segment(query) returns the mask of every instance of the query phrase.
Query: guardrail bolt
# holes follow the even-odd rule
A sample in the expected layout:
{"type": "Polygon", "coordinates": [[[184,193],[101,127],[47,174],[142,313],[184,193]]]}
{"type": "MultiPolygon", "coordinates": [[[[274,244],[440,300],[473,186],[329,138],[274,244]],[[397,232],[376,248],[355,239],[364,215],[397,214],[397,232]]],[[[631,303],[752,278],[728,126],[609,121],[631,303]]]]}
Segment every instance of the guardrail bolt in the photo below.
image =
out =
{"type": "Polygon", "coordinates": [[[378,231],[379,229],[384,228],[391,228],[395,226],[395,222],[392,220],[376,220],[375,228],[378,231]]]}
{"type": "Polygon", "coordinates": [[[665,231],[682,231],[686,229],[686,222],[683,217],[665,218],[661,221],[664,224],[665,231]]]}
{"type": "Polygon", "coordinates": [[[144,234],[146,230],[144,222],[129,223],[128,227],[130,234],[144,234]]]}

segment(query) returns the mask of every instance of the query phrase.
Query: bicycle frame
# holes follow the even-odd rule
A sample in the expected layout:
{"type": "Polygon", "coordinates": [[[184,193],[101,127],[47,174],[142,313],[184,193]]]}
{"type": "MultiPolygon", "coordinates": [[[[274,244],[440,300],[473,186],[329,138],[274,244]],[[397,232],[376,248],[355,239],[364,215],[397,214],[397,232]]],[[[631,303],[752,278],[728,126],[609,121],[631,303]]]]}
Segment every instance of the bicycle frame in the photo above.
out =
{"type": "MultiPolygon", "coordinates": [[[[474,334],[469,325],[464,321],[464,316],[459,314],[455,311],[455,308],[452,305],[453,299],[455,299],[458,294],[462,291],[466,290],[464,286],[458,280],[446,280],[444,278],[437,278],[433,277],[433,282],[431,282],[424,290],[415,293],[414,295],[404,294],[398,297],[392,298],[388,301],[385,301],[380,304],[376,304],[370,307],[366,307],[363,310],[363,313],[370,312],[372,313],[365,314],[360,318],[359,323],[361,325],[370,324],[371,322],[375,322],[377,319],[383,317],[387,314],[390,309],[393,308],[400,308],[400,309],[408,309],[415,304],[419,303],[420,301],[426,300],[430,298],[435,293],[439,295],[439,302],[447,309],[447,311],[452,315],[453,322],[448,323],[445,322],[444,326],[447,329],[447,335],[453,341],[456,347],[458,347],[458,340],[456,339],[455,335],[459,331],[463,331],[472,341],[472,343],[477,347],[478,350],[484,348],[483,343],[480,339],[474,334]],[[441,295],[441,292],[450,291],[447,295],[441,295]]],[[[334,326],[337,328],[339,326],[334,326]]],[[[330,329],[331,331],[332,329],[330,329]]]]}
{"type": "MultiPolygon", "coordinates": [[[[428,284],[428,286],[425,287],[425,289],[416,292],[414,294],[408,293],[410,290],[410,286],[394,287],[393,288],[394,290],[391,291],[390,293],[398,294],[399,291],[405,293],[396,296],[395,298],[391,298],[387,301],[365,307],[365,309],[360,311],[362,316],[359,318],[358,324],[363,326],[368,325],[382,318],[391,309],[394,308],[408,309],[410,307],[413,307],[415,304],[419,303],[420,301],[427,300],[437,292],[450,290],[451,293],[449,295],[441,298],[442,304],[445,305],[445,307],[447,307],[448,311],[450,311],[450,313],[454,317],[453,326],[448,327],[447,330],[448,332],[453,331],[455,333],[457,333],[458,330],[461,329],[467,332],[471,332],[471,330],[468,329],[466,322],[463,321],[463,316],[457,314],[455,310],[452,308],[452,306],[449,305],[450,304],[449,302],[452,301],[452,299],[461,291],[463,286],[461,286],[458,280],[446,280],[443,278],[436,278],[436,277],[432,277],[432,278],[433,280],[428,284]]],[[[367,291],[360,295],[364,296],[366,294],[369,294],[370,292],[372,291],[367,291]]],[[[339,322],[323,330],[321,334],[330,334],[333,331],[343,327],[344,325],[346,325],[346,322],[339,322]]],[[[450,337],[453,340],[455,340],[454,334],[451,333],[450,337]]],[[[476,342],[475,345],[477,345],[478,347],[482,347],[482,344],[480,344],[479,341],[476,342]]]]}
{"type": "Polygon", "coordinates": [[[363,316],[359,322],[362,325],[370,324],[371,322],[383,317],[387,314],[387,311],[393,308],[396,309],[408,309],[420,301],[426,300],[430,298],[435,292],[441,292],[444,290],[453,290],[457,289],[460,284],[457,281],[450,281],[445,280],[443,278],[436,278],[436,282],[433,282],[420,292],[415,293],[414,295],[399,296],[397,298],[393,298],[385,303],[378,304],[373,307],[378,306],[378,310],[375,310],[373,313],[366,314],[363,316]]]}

_ _ _ _ _

→ What the task requires:
Scan the listing above and identify each line holding the string "bolt"; copy every such line.

→ Solution to this exercise:
Query: guardrail bolt
Segment every instance of the guardrail bolt in the photo below.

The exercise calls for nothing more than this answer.